Set exercise
Return the lines beginning at the one that contains "Where can you spot the teal" and continuing to the end of the entries, including both ends, exactly as written and nothing else.

____ Stored rows

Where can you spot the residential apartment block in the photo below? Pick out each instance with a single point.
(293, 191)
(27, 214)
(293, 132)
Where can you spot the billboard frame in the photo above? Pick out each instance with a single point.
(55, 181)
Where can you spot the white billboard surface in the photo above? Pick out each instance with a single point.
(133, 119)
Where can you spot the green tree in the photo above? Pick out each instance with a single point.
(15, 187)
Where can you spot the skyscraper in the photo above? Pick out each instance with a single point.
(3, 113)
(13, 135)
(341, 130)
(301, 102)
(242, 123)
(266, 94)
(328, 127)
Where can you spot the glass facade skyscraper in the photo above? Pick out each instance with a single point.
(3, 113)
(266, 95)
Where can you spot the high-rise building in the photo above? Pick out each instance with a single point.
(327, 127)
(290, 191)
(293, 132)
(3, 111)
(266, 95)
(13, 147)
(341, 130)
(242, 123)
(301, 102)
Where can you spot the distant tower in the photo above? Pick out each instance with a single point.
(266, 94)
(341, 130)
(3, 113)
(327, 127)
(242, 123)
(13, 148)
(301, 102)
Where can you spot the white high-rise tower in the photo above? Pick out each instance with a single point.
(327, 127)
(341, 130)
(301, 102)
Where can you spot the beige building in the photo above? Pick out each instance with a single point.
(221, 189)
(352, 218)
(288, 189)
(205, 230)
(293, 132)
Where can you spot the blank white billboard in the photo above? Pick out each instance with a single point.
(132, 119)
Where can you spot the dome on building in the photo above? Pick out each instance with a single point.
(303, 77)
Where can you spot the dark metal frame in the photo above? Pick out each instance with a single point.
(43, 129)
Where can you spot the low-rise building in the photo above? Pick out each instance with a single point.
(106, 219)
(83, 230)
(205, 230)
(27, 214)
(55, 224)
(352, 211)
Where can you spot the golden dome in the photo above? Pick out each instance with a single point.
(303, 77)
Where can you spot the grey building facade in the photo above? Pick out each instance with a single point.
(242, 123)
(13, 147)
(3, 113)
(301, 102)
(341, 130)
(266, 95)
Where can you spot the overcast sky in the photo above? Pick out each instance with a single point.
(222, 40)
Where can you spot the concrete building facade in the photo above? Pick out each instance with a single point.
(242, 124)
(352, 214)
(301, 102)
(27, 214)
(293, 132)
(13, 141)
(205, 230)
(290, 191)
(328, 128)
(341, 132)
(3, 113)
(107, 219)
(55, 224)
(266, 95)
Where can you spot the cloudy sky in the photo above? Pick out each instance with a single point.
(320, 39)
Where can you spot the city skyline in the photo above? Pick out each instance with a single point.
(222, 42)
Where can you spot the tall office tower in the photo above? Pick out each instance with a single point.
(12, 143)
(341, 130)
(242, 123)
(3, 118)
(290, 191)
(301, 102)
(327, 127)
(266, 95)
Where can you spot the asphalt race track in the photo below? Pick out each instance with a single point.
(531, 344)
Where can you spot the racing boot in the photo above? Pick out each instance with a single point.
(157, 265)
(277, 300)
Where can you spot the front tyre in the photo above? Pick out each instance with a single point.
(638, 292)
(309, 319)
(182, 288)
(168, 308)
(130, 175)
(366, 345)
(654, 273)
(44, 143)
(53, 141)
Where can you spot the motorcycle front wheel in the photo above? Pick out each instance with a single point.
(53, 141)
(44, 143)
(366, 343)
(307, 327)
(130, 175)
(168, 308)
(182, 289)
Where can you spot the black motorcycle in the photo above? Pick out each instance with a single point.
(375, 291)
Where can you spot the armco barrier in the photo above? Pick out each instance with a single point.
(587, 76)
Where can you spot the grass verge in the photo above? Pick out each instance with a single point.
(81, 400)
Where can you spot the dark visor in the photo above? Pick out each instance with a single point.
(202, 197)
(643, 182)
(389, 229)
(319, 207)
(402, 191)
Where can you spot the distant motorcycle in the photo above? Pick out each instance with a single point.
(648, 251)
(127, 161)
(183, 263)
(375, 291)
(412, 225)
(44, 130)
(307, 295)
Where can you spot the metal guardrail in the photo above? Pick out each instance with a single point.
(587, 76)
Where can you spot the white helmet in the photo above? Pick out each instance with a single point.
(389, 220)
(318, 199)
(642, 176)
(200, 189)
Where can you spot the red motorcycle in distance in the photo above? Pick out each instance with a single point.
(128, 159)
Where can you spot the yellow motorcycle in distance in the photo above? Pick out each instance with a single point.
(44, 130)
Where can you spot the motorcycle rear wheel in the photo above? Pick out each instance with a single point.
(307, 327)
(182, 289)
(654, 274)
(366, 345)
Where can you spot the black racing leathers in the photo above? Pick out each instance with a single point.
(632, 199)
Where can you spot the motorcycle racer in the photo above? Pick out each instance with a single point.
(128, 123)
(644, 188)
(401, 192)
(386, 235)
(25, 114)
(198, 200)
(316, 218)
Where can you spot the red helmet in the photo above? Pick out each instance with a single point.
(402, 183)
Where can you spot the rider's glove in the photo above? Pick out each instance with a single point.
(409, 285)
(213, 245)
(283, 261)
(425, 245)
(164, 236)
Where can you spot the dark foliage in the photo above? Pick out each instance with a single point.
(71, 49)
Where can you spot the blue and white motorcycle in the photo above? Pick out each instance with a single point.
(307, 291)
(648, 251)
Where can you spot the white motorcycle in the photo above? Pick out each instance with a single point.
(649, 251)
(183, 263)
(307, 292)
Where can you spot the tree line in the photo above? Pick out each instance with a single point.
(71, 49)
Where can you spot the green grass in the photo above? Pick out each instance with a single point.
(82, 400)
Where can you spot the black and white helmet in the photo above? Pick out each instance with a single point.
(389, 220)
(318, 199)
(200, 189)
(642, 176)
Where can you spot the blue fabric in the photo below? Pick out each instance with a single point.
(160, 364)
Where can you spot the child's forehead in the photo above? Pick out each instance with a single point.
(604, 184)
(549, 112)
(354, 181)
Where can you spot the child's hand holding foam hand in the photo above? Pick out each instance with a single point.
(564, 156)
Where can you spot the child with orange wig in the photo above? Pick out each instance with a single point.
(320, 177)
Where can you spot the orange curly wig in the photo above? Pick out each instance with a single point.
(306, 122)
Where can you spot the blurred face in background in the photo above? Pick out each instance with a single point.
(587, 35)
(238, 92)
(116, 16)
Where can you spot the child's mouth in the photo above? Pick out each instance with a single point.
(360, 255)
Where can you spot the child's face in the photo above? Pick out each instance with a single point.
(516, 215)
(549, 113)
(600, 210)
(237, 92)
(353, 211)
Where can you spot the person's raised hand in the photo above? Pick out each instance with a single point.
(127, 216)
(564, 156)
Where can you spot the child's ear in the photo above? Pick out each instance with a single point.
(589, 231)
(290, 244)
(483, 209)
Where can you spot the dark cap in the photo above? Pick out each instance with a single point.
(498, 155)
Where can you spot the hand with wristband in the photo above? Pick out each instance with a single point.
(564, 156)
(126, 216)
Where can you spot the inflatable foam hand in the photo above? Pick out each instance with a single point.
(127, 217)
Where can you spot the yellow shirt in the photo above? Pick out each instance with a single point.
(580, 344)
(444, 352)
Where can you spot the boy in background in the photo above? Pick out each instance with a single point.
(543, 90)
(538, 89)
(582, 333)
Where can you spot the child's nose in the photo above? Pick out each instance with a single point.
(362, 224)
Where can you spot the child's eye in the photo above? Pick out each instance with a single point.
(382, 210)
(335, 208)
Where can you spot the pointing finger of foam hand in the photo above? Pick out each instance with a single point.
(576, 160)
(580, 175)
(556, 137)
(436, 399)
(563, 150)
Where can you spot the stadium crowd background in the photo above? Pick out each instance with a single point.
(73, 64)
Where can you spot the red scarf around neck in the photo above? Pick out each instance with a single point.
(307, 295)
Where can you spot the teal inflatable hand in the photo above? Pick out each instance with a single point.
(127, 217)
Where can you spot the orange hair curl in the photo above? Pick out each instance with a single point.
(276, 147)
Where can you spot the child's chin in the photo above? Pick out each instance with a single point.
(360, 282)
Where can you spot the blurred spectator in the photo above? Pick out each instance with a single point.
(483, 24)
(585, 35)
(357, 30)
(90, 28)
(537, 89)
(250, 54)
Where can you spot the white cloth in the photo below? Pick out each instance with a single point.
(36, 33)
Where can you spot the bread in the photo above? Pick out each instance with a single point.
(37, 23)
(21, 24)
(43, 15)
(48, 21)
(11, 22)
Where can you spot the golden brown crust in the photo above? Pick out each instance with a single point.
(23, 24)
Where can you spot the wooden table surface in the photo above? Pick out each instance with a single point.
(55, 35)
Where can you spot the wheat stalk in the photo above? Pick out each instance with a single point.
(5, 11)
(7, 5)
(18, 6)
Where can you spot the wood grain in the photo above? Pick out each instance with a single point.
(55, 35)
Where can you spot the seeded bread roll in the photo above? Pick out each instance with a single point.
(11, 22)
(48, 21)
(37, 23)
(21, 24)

________

Solution to this task
Where can you spot the teal inflatable hand in the photo above? Pick out each instance with a single point.
(127, 217)
Where can you spot the orange hair curl in the photo above? Pick out each instance with a single point.
(276, 147)
Where can you spot the child's chin in the photo above? Pick out each instance with a single point.
(360, 282)
Where can you spot the blurred spectator in the photo above? Pick out each instance with a single point.
(483, 24)
(585, 35)
(357, 30)
(90, 28)
(537, 89)
(250, 54)
Where can you spot the white cloth in the photo below? Pick out each instance with a single point.
(36, 33)
Where can you spot the bread in the photo above? Pick out each instance with a single point.
(37, 23)
(21, 24)
(43, 15)
(48, 21)
(11, 22)
Where can you spot the golden brown crust in the photo above? Pick out each instance with a single point.
(23, 24)
Where can you spot the wooden table surface in the photo above? Pick out each instance with a single point.
(55, 35)
Where can you spot the wheat stalk in the photo above? Pick out each instance with a single point.
(5, 11)
(7, 5)
(18, 6)
Where can you spot the wood grain in the photo above? Pick out each instance with a single point.
(55, 35)
Where can you spot the seeded bread roll in the photo above? Pick out each instance with a single point.
(11, 22)
(48, 21)
(37, 23)
(21, 24)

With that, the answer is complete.